##### Available data #####
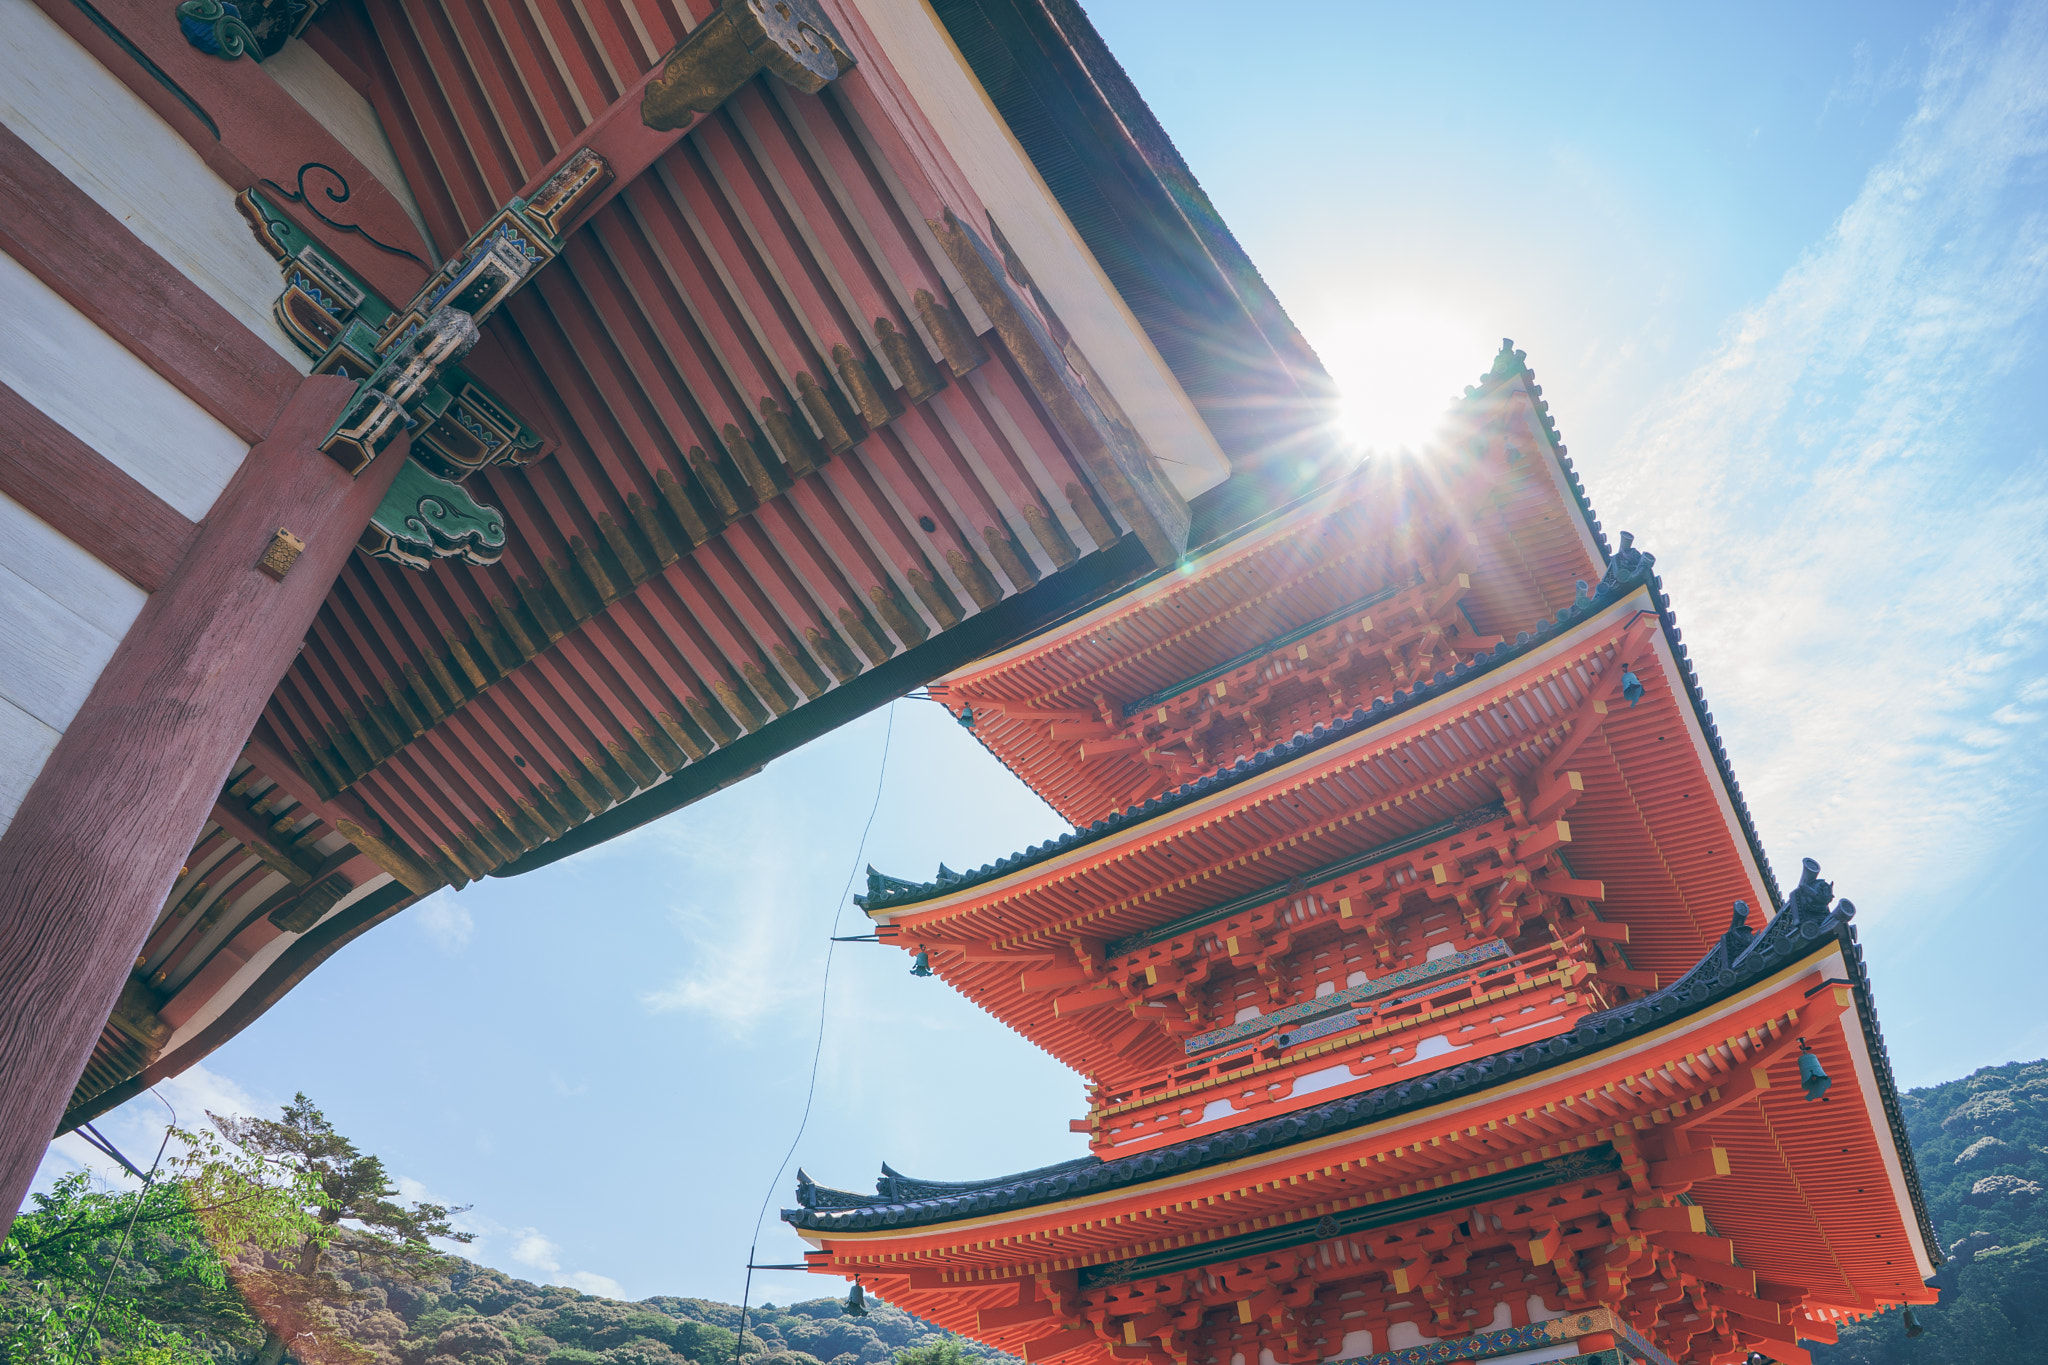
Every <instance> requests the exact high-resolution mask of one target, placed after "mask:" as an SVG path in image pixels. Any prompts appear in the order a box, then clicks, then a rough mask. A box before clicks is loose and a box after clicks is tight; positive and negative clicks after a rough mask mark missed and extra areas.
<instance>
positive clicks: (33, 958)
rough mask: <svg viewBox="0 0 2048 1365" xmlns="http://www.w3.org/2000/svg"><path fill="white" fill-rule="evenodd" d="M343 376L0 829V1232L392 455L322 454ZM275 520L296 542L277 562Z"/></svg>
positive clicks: (260, 478)
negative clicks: (298, 547)
mask: <svg viewBox="0 0 2048 1365" xmlns="http://www.w3.org/2000/svg"><path fill="white" fill-rule="evenodd" d="M352 391H354V385H352V383H348V381H344V379H338V377H332V375H330V377H313V379H305V381H303V383H299V387H297V389H295V391H293V395H291V399H289V401H287V403H285V409H283V411H281V413H279V417H276V422H274V424H272V428H270V432H268V436H264V440H262V442H258V444H256V446H254V448H252V450H250V454H248V458H246V460H244V463H242V469H240V471H238V473H236V477H233V479H231V481H229V485H227V489H225V491H221V497H219V501H215V505H213V510H211V512H209V514H207V520H205V522H203V524H201V526H199V534H197V536H195V538H193V544H190V548H188V551H186V553H184V557H182V559H180V561H178V565H176V569H172V573H170V577H168V581H166V583H164V587H162V589H160V591H156V593H154V596H152V598H150V602H147V606H143V610H141V616H137V618H135V624H133V626H131V628H129V632H127V636H125V639H123V641H121V647H119V649H117V651H115V657H113V659H111V661H109V665H106V669H104V671H102V673H100V679H98V684H96V686H94V688H92V694H90V696H88V698H86V704H84V706H82V708H80V710H78V714H76V716H74V718H72V724H70V729H68V731H66V733H63V739H59V741H57V747H55V751H53V753H51V757H49V761H47V763H45V767H43V774H41V778H37V782H35V786H33V788H31V790H29V796H27V798H25V800H23V804H20V810H16V814H14V823H12V825H10V827H8V831H6V835H4V837H0V1236H4V1234H6V1228H8V1224H12V1222H14V1209H16V1207H20V1199H23V1195H25V1193H27V1189H29V1181H31V1179H33V1177H35V1169H37V1164H39V1162H41V1156H43V1148H45V1146H47V1144H49V1136H51V1132H55V1126H57V1119H59V1117H61V1115H63V1105H66V1099H70V1095H72V1087H74V1085H76V1083H78V1074H80V1072H82V1070H84V1064H86V1058H88V1056H90V1050H92V1040H94V1038H96V1036H98V1031H100V1025H102V1023H104V1021H106V1013H109V1011H111V1009H113V1003H115V999H117V997H119V995H121V982H123V980H127V974H129V968H131V966H133V962H135V954H137V950H139V948H141V941H143V935H147V931H150V925H152V921H154V919H156V913H158V909H162V905H164V896H166V894H170V886H172V882H174V880H176V876H178V868H180V864H182V860H184V855H186V851H188V849H190V847H193V839H195V837H197V833H199V829H201V825H205V821H207V814H209V812H211V810H213V802H215V800H217V798H219V792H221V784H223V782H225V780H227V769H229V765H231V763H233V759H236V755H238V753H240V751H242V745H244V741H246V739H248V735H250V731H252V729H254V726H256V718H258V716H260V714H262V706H264V702H266V700H268V696H270V692H272V690H274V688H276V684H279V679H281V677H283V675H285V669H287V667H289V665H291V659H293V655H295V653H297V651H299V643H301V641H303V639H305V632H307V628H309V626H311V622H313V616H315V614H317V612H319V606H322V602H326V596H328V589H330V587H332V583H334V579H336V575H338V573H340V571H342V565H344V563H346V559H348V555H350V553H352V548H354V542H356V536H358V534H360V532H362V526H365V524H367V522H369V518H371V512H375V510H377V503H379V501H381V499H383V493H385V489H387V487H389V483H391V479H393V475H395V473H397V469H399V465H403V460H406V442H403V438H401V440H399V442H395V444H393V448H391V450H387V452H385V454H383V456H381V458H379V460H377V463H375V465H371V467H369V469H365V471H362V475H360V477H358V479H350V477H348V475H346V473H344V471H342V469H340V467H338V465H336V463H334V460H330V458H328V456H324V454H322V452H319V448H317V444H319V440H322V438H324V436H326V432H328V428H330V426H332V422H334V417H336V415H338V413H340V411H342V407H344V403H346V401H348V397H350V393H352ZM281 528H285V530H289V532H291V534H293V536H297V538H301V540H303V542H305V551H303V555H299V557H297V559H295V561H293V563H291V565H289V569H285V571H283V575H281V577H272V573H266V571H264V569H262V567H260V565H262V561H264V553H266V551H268V548H270V544H272V538H274V536H276V532H279V530H281ZM274 567H276V561H274V557H272V571H274Z"/></svg>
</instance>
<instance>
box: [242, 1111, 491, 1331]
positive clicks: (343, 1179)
mask: <svg viewBox="0 0 2048 1365" xmlns="http://www.w3.org/2000/svg"><path fill="white" fill-rule="evenodd" d="M207 1117H209V1119H213V1126H215V1128H217V1130H219V1132H221V1136H223V1138H227V1142H229V1144H231V1146H233V1148H236V1150H238V1152H240V1154H242V1158H244V1164H238V1162H236V1160H227V1162H225V1166H227V1169H233V1171H246V1169H250V1162H254V1164H256V1166H260V1171H262V1177H260V1179H262V1181H268V1183H270V1185H272V1187H293V1189H305V1191H307V1193H309V1195H311V1199H313V1201H311V1203H309V1205H307V1209H305V1212H307V1214H309V1216H311V1222H309V1226H305V1228H303V1234H301V1236H299V1238H297V1244H295V1246H291V1248H287V1250H285V1252H283V1254H279V1257H264V1259H262V1265H260V1267H252V1269H248V1271H244V1275H242V1291H244V1295H246V1297H248V1300H250V1304H252V1306H254V1308H256V1314H258V1316H260V1318H262V1322H264V1342H262V1349H260V1351H258V1355H256V1361H258V1365H279V1361H283V1359H285V1351H287V1349H289V1351H291V1353H293V1355H295V1357H299V1359H301V1361H317V1363H330V1361H332V1363H336V1365H340V1363H346V1361H354V1359H360V1357H362V1355H367V1353H365V1351H362V1349H360V1347H354V1345H352V1342H348V1340H346V1338H342V1336H340V1334H338V1332H336V1330H334V1318H332V1308H334V1306H336V1304H342V1302H346V1300H350V1297H354V1291H352V1289H350V1287H348V1285H346V1283H344V1281H342V1279H340V1277H338V1275H334V1273H332V1271H330V1269H328V1267H326V1265H324V1261H326V1252H328V1246H330V1244H334V1242H336V1240H340V1242H342V1244H346V1246H348V1250H350V1252H352V1257H354V1263H356V1265H358V1267H360V1269H362V1271H369V1273H373V1275H379V1277H383V1279H399V1281H418V1279H426V1277H432V1275H440V1273H444V1271H446V1269H449V1259H446V1257H442V1254H440V1252H438V1250H434V1246H432V1238H444V1240H451V1242H469V1240H473V1234H469V1232H457V1230H455V1226H453V1222H451V1218H453V1216H455V1214H461V1212H463V1209H461V1207H446V1205H440V1203H422V1201H414V1203H410V1205H403V1203H395V1201H393V1195H395V1193H397V1187H393V1185H391V1177H389V1173H385V1164H383V1158H379V1156H373V1154H367V1152H360V1150H356V1144H354V1142H350V1140H348V1138H344V1136H342V1134H338V1132H334V1126H332V1124H330V1121H328V1117H326V1115H324V1113H322V1111H319V1109H317V1107H315V1105H313V1101H309V1099H307V1097H305V1095H303V1093H299V1095H295V1097H293V1101H291V1103H289V1105H285V1111H283V1115H281V1117H276V1119H258V1117H221V1115H217V1113H209V1115H207ZM229 1179H233V1177H229ZM221 1193H229V1191H225V1189H223V1191H221ZM223 1207H236V1205H231V1203H227V1205H223ZM221 1232H223V1234H225V1236H227V1238H229V1240H233V1232H236V1230H233V1228H229V1226H223V1228H221Z"/></svg>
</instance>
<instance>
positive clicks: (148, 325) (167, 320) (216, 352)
mask: <svg viewBox="0 0 2048 1365" xmlns="http://www.w3.org/2000/svg"><path fill="white" fill-rule="evenodd" d="M66 8H70V6H66ZM0 250H6V254H8V256H12V258H14V260H18V262H20V264H23V266H27V268H29V270H31V272H33V274H35V276H37V278H39V280H43V282H45V284H49V287H51V289H53V291H55V293H57V295H61V297H63V301H66V303H70V305H72V307H74V309H78V311H80V313H84V315H86V317H90V319H92V323H94V325H96V327H100V332H104V334H109V336H111V338H115V340H117V342H121V344H123V346H125V348H129V350H131V352H135V356H139V358H141V360H143V362H145V364H147V366H150V368H154V370H156V372H158V375H162V377H164V379H166V381H168V383H170V385H174V387H176V389H178V391H182V393H184V395H186V397H188V399H193V401H195V403H199V405H201V407H205V409H207V411H209V413H213V415H215V417H217V420H219V422H221V424H223V426H225V428H227V430H231V432H233V434H236V436H240V438H242V440H250V442H254V440H260V438H262V434H264V432H268V430H270V424H272V422H274V420H276V413H279V409H281V407H283V405H285V399H287V397H291V395H293V391H295V389H297V385H299V370H295V368H293V366H291V362H289V360H285V356H281V354H276V350H272V348H270V346H268V344H266V342H264V340H262V338H258V336H256V334H254V332H250V329H248V327H244V325H242V323H240V321H238V319H236V317H233V313H229V311H227V309H225V307H221V305H219V303H215V301H213V297H211V295H207V293H205V291H203V289H199V284H195V282H193V280H188V278H186V276H184V272H180V270H178V268H176V266H172V264H170V262H168V260H164V258H162V256H158V254H156V252H154V250H150V248H147V246H143V244H141V241H139V239H137V237H135V233H133V231H129V229H127V225H125V223H121V219H117V217H115V215H111V213H106V209H100V205H98V203H94V201H92V196H90V194H86V192H84V190H80V188H78V186H76V184H72V182H70V178H66V174H63V172H59V170H57V168H55V166H51V164H49V162H45V160H43V156H41V153H39V151H37V149H35V147H31V145H29V143H25V141H23V139H20V137H16V135H14V133H12V129H6V127H0Z"/></svg>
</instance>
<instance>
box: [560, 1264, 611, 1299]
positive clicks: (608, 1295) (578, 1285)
mask: <svg viewBox="0 0 2048 1365" xmlns="http://www.w3.org/2000/svg"><path fill="white" fill-rule="evenodd" d="M557 1283H563V1285H569V1287H571V1289H582V1291H584V1293H600V1295H604V1297H608V1300H623V1297H625V1295H627V1291H625V1287H621V1283H618V1281H616V1279H612V1277H610V1275H598V1273H596V1271H569V1273H567V1275H563V1277H561V1279H559V1281H557Z"/></svg>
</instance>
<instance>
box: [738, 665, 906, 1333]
mask: <svg viewBox="0 0 2048 1365" xmlns="http://www.w3.org/2000/svg"><path fill="white" fill-rule="evenodd" d="M893 737H895V702H891V704H889V726H887V729H885V731H883V761H881V769H879V772H877V774H874V804H870V806H868V821H866V825H862V827H860V843H858V845H856V847H854V866H852V868H848V872H846V886H842V888H840V898H838V900H834V905H831V925H829V927H827V935H825V972H823V980H819V986H817V1044H815V1046H813V1048H811V1081H809V1083H807V1085H805V1089H803V1117H799V1119H797V1136H795V1138H791V1140H788V1150H786V1152H782V1164H780V1166H776V1169H774V1179H770V1181H768V1189H766V1191H764V1193H762V1207H760V1212H758V1214H756V1216H754V1240H752V1242H750V1244H748V1279H745V1285H743V1287H741V1291H739V1336H737V1338H735V1340H733V1365H739V1353H741V1351H745V1347H748V1310H750V1308H752V1302H754V1271H803V1269H809V1267H805V1265H756V1263H754V1257H756V1254H758V1252H760V1240H762V1224H764V1222H766V1220H768V1201H770V1199H774V1191H776V1187H778V1185H782V1173H784V1171H788V1162H791V1158H793V1156H795V1154H797V1144H799V1142H803V1130H805V1128H809V1126H811V1101H813V1099H815V1097H817V1064H819V1060H821V1058H823V1056H825V1005H827V1001H829V997H831V954H834V952H836V945H838V943H842V941H850V939H840V937H836V933H834V931H838V927H840V917H842V915H844V913H846V896H850V894H852V890H854V878H856V876H860V860H862V855H864V853H866V851H868V831H872V829H874V812H879V810H881V808H883V782H885V780H887V776H889V741H891V739H893ZM846 1302H848V1308H850V1310H852V1314H854V1316H864V1314H866V1308H864V1295H862V1293H860V1281H854V1291H852V1293H848V1295H846Z"/></svg>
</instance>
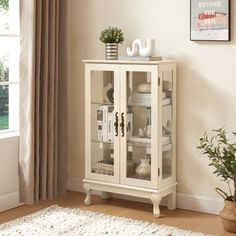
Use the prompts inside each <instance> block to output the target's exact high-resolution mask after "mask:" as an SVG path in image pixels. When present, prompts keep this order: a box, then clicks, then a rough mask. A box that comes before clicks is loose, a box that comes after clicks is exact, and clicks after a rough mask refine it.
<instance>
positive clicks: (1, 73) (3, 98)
mask: <svg viewBox="0 0 236 236" xmlns="http://www.w3.org/2000/svg"><path fill="white" fill-rule="evenodd" d="M5 60H6V58H4V57H3V58H0V82H6V81H8V80H9V68H8V67H6V66H5V63H4V62H5ZM8 93H9V90H8V86H7V85H1V86H0V116H4V115H8V102H9V101H8Z"/></svg>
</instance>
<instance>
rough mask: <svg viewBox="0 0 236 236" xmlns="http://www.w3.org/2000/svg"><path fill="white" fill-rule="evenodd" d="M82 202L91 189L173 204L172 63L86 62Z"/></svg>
mask: <svg viewBox="0 0 236 236" xmlns="http://www.w3.org/2000/svg"><path fill="white" fill-rule="evenodd" d="M84 62H85V94H86V95H85V96H86V98H85V102H86V104H85V121H86V126H85V130H86V132H85V143H86V147H85V170H86V171H85V179H84V188H85V190H86V199H85V204H87V205H89V204H91V191H92V190H100V191H103V192H104V196H108V194H106V193H118V194H124V195H130V196H137V197H142V198H149V199H151V200H152V202H153V206H154V207H153V213H154V215H155V216H159V214H160V210H159V203H160V200H161V199H162V197H164V196H168V208H169V209H175V207H176V184H177V183H176V63H175V61H164V60H163V61H142V62H140V61H139V62H133V61H107V60H85V61H84Z"/></svg>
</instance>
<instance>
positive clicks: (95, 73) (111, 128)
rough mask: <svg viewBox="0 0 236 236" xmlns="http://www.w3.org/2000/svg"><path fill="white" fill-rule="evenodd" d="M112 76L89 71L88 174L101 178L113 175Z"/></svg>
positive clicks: (113, 145)
mask: <svg viewBox="0 0 236 236" xmlns="http://www.w3.org/2000/svg"><path fill="white" fill-rule="evenodd" d="M114 76H115V73H114V71H91V87H90V88H91V135H90V137H91V144H90V145H91V153H90V156H91V158H90V162H91V163H90V168H91V169H90V173H93V174H97V175H101V176H114V175H115V168H114V165H115V163H116V162H115V161H114V91H115V86H114ZM104 180H105V179H104Z"/></svg>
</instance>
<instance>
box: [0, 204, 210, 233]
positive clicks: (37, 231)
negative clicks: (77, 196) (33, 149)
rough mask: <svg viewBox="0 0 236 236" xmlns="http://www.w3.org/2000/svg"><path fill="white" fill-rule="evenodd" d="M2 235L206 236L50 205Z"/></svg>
mask: <svg viewBox="0 0 236 236" xmlns="http://www.w3.org/2000/svg"><path fill="white" fill-rule="evenodd" d="M0 235H1V236H18V235H21V236H36V235H37V236H59V235H60V236H61V235H66V236H81V235H83V236H101V235H103V236H104V235H108V236H115V235H116V236H138V235H142V236H206V235H205V234H202V233H195V232H190V231H185V230H180V229H177V228H174V227H170V226H165V225H157V224H154V223H149V222H145V221H137V220H131V219H128V218H124V217H116V216H109V215H105V214H101V213H98V212H92V211H82V210H80V209H76V208H73V209H71V208H63V207H59V206H57V205H53V206H51V207H48V208H46V209H43V210H41V211H39V212H36V213H34V214H31V215H28V216H25V217H22V218H19V219H16V220H13V221H10V222H7V223H4V224H2V225H0Z"/></svg>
#####
## Directions for this task
Recast the rows as a numbered list. Begin with the first row and stop after the line that contains "positive clicks: (260, 478)", leaving out blank lines and the pictures.

## Solved exercise
1. Every <instance> requests the exact high-resolution mask of one target, placed after "mask:" as an SVG path in image pixels. Any prompts appear in the order a box, then clicks, then a rough mask. A box before clicks is loose and a box after clicks is tight; positive and negative clicks after a rough mask mark missed and extra areas.
2. <instance>
3. positive clicks: (33, 958)
4. rough mask: <svg viewBox="0 0 2048 1365" xmlns="http://www.w3.org/2000/svg"><path fill="white" fill-rule="evenodd" d="M343 376L0 829V1232L392 455L322 454ZM275 520L296 542L277 562Z"/></svg>
5. positive clicks: (260, 478)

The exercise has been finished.